== Task details ==
Return, from the material below, each line in which "leaf" occurs.

== Data supplied ==
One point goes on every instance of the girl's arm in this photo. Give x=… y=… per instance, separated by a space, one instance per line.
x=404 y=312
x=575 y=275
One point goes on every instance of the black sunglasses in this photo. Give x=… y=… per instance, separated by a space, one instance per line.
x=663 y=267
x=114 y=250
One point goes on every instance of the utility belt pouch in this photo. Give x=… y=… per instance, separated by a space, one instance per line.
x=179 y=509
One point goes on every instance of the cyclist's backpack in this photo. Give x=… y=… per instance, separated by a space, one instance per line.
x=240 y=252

==

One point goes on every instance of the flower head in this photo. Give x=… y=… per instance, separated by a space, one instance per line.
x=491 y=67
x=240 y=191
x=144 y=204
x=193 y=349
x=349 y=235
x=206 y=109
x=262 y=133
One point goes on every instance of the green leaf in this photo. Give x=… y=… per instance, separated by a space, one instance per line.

* * *

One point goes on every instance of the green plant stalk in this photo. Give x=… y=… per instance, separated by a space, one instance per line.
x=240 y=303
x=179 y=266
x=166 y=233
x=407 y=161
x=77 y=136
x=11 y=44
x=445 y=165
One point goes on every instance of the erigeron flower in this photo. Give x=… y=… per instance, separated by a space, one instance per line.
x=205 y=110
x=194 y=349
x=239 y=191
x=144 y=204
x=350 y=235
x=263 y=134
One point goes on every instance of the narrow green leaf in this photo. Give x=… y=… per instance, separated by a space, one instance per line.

== Task result ==
One point goes on every instance of the green leaf in this photo. Give x=… y=… per instance, separated by a space, one instance per line.
One point goes on every instance of the narrow green leaf in this photo. Give x=… y=… per instance, separated by a space, one instance per line.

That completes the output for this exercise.